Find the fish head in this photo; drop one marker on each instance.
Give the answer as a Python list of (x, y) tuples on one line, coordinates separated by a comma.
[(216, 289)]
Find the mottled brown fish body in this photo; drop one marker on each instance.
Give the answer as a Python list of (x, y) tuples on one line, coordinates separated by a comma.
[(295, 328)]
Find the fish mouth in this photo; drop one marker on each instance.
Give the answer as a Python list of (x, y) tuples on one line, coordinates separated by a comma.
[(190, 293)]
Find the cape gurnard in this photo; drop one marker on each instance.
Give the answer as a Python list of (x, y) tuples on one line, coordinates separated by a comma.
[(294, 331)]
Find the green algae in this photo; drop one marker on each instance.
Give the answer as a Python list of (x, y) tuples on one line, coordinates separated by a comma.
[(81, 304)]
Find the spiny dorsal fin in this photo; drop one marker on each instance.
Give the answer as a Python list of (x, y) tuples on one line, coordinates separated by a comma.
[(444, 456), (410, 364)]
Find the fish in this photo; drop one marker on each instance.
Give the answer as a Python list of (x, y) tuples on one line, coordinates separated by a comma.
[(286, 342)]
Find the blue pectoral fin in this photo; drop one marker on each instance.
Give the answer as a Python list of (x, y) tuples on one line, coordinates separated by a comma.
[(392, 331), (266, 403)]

——

§ Directions:
Copy the records above exactly, from the first line through the line containing "Find the mottled", and include nothing else.

§ Output of the exercise:
Find the fish head in this photo; drop one marker on each instance.
Give the answer as a Python list of (x, y) tuples on one line, coordinates separated by a comma.
[(216, 289)]
Find the mottled brown fish body in this photo; drop one marker on each instance.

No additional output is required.